(Region pointing data)
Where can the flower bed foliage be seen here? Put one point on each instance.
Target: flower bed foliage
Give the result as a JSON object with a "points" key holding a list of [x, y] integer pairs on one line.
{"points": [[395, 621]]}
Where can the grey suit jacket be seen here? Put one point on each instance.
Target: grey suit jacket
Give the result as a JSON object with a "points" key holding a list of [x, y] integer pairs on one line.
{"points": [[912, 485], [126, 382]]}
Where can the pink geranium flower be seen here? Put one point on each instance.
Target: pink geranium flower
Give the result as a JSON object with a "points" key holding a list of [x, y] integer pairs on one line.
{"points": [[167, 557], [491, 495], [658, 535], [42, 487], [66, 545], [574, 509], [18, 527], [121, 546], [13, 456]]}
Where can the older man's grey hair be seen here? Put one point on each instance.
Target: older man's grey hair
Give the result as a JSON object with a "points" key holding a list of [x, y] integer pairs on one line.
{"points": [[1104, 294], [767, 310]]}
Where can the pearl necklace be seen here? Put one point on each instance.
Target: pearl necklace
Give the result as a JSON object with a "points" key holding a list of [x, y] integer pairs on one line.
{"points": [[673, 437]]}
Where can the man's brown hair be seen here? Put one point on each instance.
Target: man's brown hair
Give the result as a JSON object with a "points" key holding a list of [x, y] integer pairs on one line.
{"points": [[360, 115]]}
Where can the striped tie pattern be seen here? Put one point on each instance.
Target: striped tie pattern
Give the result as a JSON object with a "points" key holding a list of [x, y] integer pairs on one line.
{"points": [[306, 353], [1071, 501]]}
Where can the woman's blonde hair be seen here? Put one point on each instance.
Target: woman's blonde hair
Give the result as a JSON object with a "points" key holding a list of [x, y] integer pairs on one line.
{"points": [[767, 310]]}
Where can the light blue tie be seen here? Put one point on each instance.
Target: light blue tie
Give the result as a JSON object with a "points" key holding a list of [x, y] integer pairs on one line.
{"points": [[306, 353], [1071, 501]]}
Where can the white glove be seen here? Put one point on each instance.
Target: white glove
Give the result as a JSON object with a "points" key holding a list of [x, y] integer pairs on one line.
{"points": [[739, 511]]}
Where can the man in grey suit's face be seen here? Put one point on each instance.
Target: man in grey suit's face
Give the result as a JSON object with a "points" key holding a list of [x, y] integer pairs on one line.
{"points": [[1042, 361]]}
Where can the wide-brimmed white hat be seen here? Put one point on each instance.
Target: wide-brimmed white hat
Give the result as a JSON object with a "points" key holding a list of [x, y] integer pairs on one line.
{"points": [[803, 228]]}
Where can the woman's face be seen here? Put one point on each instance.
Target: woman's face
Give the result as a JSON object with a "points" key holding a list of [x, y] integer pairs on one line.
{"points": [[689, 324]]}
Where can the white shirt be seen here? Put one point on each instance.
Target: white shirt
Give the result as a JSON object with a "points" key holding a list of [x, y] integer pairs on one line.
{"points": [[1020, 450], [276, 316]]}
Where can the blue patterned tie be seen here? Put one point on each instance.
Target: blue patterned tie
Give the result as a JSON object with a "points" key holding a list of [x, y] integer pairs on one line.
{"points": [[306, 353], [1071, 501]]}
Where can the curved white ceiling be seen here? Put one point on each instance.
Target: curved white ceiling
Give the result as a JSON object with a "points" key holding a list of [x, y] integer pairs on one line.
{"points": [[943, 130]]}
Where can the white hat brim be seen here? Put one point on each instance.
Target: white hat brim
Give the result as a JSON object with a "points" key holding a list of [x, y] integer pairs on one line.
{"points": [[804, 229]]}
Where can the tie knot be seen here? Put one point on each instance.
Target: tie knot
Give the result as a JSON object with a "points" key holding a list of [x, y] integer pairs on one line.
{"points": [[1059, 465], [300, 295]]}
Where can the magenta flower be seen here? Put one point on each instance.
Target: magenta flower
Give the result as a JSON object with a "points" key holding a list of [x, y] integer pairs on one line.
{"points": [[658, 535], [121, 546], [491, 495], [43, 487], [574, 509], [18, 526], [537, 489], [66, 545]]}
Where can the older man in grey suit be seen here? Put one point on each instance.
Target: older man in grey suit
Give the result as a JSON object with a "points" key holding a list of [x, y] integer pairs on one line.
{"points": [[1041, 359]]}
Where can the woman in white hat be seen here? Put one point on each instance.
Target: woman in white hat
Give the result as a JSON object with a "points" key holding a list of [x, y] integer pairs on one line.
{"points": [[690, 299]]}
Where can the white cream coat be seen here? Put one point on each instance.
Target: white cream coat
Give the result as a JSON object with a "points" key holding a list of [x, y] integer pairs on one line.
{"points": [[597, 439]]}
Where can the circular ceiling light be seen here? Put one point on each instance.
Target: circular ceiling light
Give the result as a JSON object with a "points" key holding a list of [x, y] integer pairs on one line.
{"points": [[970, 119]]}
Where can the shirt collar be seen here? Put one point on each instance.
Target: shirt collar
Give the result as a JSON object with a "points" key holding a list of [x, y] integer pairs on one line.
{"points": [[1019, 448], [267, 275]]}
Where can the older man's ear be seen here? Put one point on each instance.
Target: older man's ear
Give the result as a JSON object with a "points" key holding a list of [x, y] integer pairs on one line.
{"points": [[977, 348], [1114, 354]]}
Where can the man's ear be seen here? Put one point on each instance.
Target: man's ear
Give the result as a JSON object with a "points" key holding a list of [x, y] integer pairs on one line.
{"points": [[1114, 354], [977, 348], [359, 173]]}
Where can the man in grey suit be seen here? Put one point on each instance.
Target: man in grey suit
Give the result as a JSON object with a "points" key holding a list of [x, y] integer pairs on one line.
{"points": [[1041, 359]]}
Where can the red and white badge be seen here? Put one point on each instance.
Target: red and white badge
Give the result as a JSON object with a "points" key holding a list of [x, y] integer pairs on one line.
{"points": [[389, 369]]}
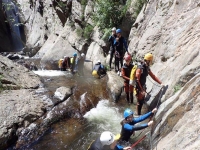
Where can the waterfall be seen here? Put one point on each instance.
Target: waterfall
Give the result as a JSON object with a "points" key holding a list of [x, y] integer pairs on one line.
{"points": [[12, 15]]}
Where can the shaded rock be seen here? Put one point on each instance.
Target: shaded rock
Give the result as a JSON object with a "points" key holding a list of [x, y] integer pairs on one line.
{"points": [[62, 93], [177, 122], [115, 85], [18, 75], [17, 107]]}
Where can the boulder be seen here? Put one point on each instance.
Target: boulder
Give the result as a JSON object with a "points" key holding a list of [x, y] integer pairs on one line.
{"points": [[18, 75]]}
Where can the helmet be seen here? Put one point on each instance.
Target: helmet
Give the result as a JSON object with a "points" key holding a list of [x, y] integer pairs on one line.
{"points": [[113, 29], [128, 112], [75, 54], [107, 138], [149, 57], [127, 57], [118, 31], [82, 55], [117, 137]]}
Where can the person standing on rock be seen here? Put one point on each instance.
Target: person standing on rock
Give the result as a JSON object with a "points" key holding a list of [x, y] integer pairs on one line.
{"points": [[143, 70], [80, 64], [126, 71], [111, 40], [73, 63], [98, 70], [120, 44], [129, 123], [106, 139]]}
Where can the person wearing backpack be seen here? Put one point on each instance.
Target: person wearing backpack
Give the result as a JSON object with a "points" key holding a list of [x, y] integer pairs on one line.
{"points": [[126, 71], [142, 71], [111, 40], [120, 44]]}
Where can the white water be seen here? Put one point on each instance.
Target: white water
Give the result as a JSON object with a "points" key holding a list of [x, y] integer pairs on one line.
{"points": [[52, 73], [106, 117]]}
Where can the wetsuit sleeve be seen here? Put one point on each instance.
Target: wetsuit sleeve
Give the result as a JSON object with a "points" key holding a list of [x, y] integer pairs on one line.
{"points": [[154, 77], [118, 147], [125, 45], [123, 74], [142, 117], [140, 127], [135, 128], [138, 75]]}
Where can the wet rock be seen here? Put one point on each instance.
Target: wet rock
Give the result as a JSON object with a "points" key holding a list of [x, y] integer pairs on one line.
{"points": [[62, 93], [18, 75], [115, 85], [177, 117]]}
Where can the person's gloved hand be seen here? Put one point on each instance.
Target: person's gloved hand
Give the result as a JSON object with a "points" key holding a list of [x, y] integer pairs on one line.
{"points": [[150, 123], [154, 110]]}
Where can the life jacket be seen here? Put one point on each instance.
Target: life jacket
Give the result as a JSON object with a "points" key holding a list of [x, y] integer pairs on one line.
{"points": [[60, 63], [145, 72], [120, 45], [127, 71], [111, 40], [125, 134], [95, 71], [132, 75]]}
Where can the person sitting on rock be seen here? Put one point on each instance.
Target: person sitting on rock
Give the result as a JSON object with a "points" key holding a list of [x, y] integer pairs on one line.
{"points": [[98, 70], [106, 139], [128, 124]]}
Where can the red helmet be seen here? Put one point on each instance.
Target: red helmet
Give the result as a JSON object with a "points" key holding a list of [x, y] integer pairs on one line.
{"points": [[127, 57]]}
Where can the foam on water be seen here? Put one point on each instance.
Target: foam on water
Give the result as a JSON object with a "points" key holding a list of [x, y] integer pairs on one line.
{"points": [[105, 117], [51, 73]]}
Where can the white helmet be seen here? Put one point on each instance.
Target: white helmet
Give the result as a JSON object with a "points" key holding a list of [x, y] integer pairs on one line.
{"points": [[82, 55], [107, 138], [113, 29]]}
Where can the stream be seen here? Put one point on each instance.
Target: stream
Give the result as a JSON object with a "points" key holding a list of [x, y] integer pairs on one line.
{"points": [[73, 133]]}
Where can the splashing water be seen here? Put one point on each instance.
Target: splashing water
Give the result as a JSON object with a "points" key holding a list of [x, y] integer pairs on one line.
{"points": [[105, 117], [52, 73]]}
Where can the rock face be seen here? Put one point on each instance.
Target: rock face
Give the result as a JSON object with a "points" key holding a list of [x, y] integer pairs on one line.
{"points": [[18, 108], [5, 43], [169, 30], [178, 119], [14, 76]]}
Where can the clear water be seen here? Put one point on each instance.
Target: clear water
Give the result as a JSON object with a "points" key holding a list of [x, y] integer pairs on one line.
{"points": [[76, 134]]}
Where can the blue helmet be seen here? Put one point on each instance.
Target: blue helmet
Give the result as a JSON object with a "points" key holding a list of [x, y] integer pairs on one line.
{"points": [[118, 31], [128, 112], [75, 54]]}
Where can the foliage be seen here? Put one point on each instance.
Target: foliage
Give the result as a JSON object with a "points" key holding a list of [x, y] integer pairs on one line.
{"points": [[109, 13], [138, 6], [177, 87]]}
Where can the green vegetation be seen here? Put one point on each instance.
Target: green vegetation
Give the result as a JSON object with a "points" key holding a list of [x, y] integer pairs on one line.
{"points": [[138, 6], [177, 87]]}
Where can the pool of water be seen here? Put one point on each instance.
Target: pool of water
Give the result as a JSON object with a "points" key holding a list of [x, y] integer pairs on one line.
{"points": [[75, 134]]}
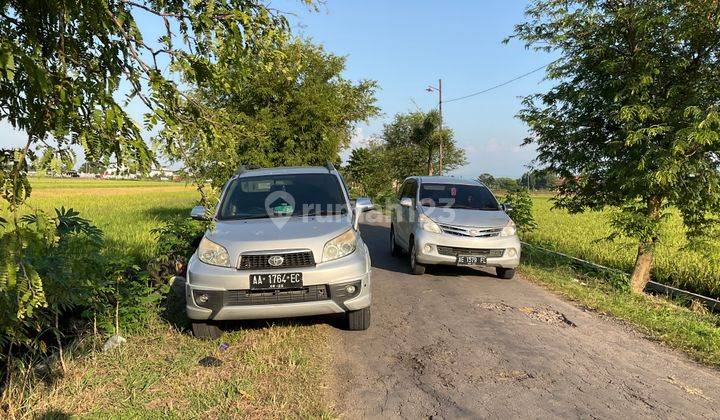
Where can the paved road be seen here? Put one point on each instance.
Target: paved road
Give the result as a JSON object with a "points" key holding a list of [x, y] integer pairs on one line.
{"points": [[462, 343]]}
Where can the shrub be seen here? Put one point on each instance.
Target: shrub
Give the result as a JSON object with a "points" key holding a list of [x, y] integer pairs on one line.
{"points": [[520, 211]]}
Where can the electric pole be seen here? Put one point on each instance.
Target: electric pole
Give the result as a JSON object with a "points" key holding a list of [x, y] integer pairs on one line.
{"points": [[438, 89]]}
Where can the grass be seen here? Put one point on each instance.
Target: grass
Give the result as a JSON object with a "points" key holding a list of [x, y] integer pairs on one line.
{"points": [[582, 236], [126, 211], [266, 371], [696, 333]]}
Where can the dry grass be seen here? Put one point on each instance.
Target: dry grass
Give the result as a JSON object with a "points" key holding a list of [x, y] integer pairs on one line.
{"points": [[267, 371]]}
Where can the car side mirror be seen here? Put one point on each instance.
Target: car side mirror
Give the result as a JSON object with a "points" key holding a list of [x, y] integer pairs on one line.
{"points": [[199, 213], [406, 202], [362, 204]]}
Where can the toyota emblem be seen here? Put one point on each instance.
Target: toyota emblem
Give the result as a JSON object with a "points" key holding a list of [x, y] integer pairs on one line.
{"points": [[276, 260]]}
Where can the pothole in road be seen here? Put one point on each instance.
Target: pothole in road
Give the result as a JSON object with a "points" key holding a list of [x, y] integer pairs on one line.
{"points": [[548, 315], [544, 314]]}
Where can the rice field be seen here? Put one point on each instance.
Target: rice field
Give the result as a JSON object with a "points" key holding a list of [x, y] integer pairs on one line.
{"points": [[126, 211], [266, 366], [583, 236]]}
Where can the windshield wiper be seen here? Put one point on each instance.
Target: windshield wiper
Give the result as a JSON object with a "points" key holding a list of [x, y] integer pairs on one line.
{"points": [[314, 212], [249, 217]]}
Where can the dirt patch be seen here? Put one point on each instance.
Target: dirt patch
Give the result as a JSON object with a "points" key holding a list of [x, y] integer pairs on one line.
{"points": [[544, 314]]}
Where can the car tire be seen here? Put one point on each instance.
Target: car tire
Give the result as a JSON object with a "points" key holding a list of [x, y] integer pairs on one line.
{"points": [[358, 320], [395, 250], [206, 331], [415, 267]]}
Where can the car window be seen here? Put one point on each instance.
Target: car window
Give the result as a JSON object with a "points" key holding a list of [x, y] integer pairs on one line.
{"points": [[473, 197], [404, 190], [283, 195]]}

• **WORK TO BE COMPLETED**
Count each line above in which the string "blonde" appears, then state only the total.

• **RESPONSE BOX**
2